The letter, dated the day of the army's mass killing of South Korean refugees at No Gun Ri in 1950, is the strongest indication yet that such a policy existed for all US forces in Korea, and the first evidence that that policy was known to upper ranks of the US government.

"If refugees do appear from north of US lines they will receive warning shots, and if they then persist in advancing they will be shot," wrote the ambassador, John J Muccio, in his message to the Assistant Secretary of State, Dean Rusk.

The letter reported on decisions made at a high-level meeting in South Korea on 25 July 1950, the night before the 7th US Cavalry Regiment shot the refugees at No Gun Ri.

Estimates vary on the number of dead at No Gun Ri. American soldiers' estimates ranged from under 100 to "hundreds" dead; Korean survivors say about 400, mostly women and children, were killed at the village 100 miles (160km) south-east of Seoul, the South Korean capital. Hundreds more refugees were killed in later, similar episodes, survivors say.

The No Gun Ri killings were documented in a Pulitzer Prize-winning story by the Associated Press agency in 1999 that prompted a 16-month inquiry by the Pentagon.

The Pentagon concluded that the No Gun Ri shootings, which lasted three days, were "an unfortunate tragedy", not a deliberate killing. It suggested that panicky soldiers, acting without orders, opened fire because they feared that an approaching line of families, baggage and farm animals was concealing enemy troops.

__Stored records__
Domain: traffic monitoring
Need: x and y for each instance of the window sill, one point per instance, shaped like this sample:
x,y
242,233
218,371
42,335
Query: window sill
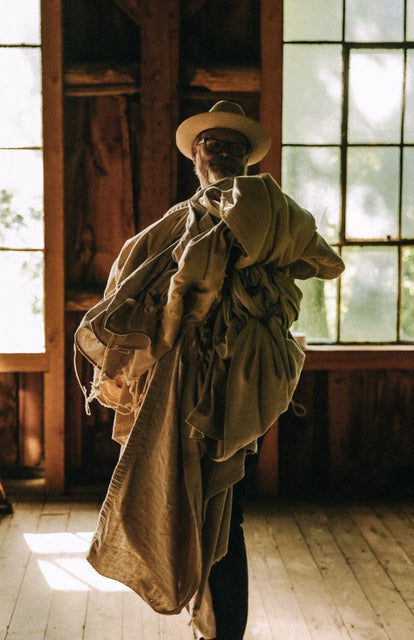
x,y
320,357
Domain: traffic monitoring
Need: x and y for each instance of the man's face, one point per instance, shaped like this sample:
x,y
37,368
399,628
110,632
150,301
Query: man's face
x,y
211,163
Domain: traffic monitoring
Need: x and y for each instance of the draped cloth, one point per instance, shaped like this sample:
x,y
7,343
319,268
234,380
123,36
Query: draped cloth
x,y
191,347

__Stated goal__
Reproduce word for word the part of the No Gun Ri article from "The No Gun Ri killings" to "concealing enemy troops.".

__The completed task__
The No Gun Ri killings were documented in a Pulitzer Prize-winning story by the Associated Press agency in 1999 that prompted a 16-month inquiry by the Pentagon.

The Pentagon concluded that the No Gun Ri shootings, which lasted three days, were "an unfortunate tragedy", not a deliberate killing. It suggested that panicky soldiers, acting without orders, opened fire because they feared that an approaching line of families, baggage and farm animals was concealing enemy troops.